(Textauszug):
#2021JLID

Das Leben steht im Mittelpunkt

Ihr gelingt der Spagat, Biografisches und die große Erzählung zu vermischen: Die Schauspielerin Susan Sideropoulos präsentiert in ihrem Film deutsch-jüdische Geschichte. Foto: WDR/Dirk Borm

Sie ist eine von etwa 200.000 Jüdinnen und Juden in Deutschland, betont sie gleich zu Anfang. Die Rede ist von Susan Sideropoulos, die in der von Nina Koshofer und Allon Sander produzierten TV-Dokumentation Schalom und Hallo die Zuschauer mitnimmt auf eine rund 90-minütige Reise durch 1700 Jahre deutsch-jüdische Geschichte. Ein ambitioniertes Unterfangen, könnte man meinen, das kann schnell schiefgehen. Denn wie soll ein derart langer und vor allem ereignisreicher Zeitraum in so kurzer Zeit überzeugend präsentiert werden, ohne dass Lücken entstehen oder auf sattsam bekannte, mit Klezmer-Musik untermalte Klischees zurückgegriffen wird? Die Fallhöhe kann groß sein.

(Datenabschnitt):
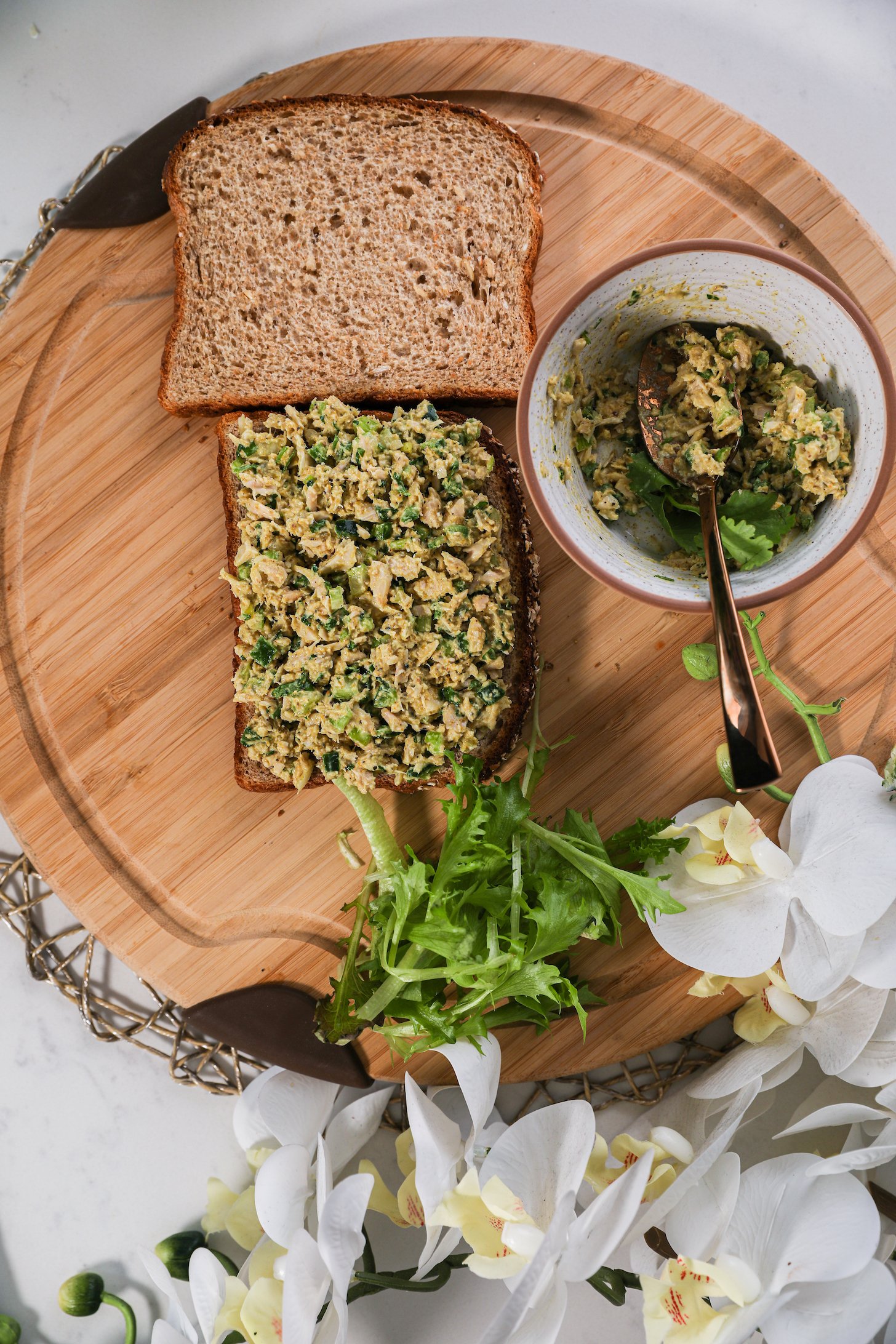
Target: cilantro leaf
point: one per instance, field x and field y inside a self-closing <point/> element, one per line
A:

(Schriftliche Aufgabe):
Setze den Artikel über die Dokumentation „Schalom und Hallo“ im Anschluss an seinen letzten Satz fort. Die Zeilen stehen in keinem Zusammenhang mit dem Artikel über die Dokumentation „Schalom und Hallo“.

(Antwort zur Aufgabe):
Umso überraschender das Ergebnis. Die Schauspielerin, bekannt aus der Soap Gute Zeiten, schlechte Zeiten, vermeidet genau das und präsentiert in dem Film ein Judentum, wie man es in den gängigen Fernsehproduktionen so detailliert und zugleich für eine möglichst große Zielgruppe zugeschnitten bisher selten zu Gesicht bekommen hat.

traditionen Aber der Reihe nach. Schalom und Hallo beginnt mit einem fröhlichen Event. Gezeigt wird die Hochzeitsfeier ihrer Freundin Romina, die zugleich ein wunderbarer Einstieg in das Thema ist. »Wir feiern dabei nicht nur die Liebe, sondern auch das Leben«, sagt die Braut und erklärt in wenigen Worten die spezifisch jüdischen Traditionen und ihre Bedeutung, allen voran das Zertreten eines Glases. »Auf diese Weise gedenken wir auch Jerusalem.«

Vergangenheit und Gegenwart würden auf diese Weise eine Verbindung eingehen – eine Tatsache, die in der Dokumentation immer wieder zur Sprache kommt und sich wie ein roter Faden durch die Produktion zieht. »Symbole und Rituale spielen bei uns bis heute eine große Rolle«, bringt es auch Sideropoulos auf den Punkt.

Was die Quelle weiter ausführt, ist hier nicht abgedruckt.